Execute predictions:

The mutate and predict functions are used to generate a column of ocean_anomaly values in the tibbles generated in the previous step. Carbon emission values in the tibbles are being used as an input in the linear regression model to generate the ocean_anomaly values.

#Conduct prediction of ocean_anomaly temperatures using the values in explanatory_data1 with linear regression model

prediction1 <- explanatory_data1  %>%
  mutate(ocean_anomaly = predict(mdl,explanatory_data1))
  
#Conduct prediction of ocean_anomaly temperatures using the values in explanatory_data2 with the linear regression model

prediction2 <- explanatory_data2 %>%
  mutate(ocean_anomaly = predict(mdl,explanatory_data2))


#Conduct prediction of ocean_anomaly temperatures using the values in explanatory_data3 with the linear regression model to plot on the graph

prediction3 <- explanatory_data3 %>%
  mutate(ocean_anomaly = predict(mdl,explanatory_data3))

Graphs

I created a scatter plot using the carbon_emission variable as the explanatory variable and the ocean_anonmly variable as the response variable. To depict global temperature, the temp_anomly variable was used to color the points on a continuous gradient using the inferno palette in viridis. The constructed prediction models were used to plot a linear regression line and the prediction points are symbolized by asterisks.

Prediction 1:

The graph is displaying the predictions of the ocean annual average temperature for the carbon emissions levels that didn’t have a recorded ocean temperature.

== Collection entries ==
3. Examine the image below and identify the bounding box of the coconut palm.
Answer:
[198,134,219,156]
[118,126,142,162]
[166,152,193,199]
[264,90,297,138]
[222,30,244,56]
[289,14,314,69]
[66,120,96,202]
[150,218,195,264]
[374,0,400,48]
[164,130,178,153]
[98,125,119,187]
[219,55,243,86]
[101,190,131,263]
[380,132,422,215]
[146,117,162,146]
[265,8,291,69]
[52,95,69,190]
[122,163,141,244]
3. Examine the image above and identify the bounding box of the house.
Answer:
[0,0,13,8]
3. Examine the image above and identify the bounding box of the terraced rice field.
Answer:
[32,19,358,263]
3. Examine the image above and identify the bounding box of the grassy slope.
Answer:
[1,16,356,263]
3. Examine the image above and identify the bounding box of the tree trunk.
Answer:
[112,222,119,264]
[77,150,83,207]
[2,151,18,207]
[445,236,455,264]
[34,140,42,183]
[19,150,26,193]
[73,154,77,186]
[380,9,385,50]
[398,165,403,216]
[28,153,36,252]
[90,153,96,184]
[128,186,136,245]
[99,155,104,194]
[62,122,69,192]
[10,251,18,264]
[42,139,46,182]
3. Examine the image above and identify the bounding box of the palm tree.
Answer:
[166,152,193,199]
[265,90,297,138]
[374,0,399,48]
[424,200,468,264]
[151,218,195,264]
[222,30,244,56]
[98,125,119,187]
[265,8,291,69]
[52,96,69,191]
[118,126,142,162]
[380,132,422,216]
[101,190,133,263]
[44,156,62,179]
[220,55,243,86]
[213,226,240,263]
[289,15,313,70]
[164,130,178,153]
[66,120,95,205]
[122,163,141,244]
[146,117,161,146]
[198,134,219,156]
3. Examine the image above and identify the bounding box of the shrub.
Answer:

== TASKS TO CARRY OUT ==
A - In the R prediction text, rewrite the stretch from "prediction2 <- explanatory_data2" through "mutate(ocean_anomaly = predict(mdl,explanatory_data3))", putting "lm_model" in place of "mdl".
B - Name every object that the R prediction text creates to hold prediction results.
C - According to the R prediction text, which palette colors the points in the scatter plot?
You won't need the collection entries to do any of this.

== EXERCISE RESPONSES ==
A -
prediction2 <- explanatory_data2 %>%
  mutate(ocean_anomaly = predict(lm_model,explanatory_data2))


#Conduct prediction of ocean_anomaly temperatures using the values in explanatory_data3 with the linear regression model to plot on the graph

prediction3 <- explanatory_data3 %>%
  mutate(ocean_anomaly = predict(lm_model,explanatory_data3))

B - prediction1, prediction2, prediction3

C - The inferno palette in viridis.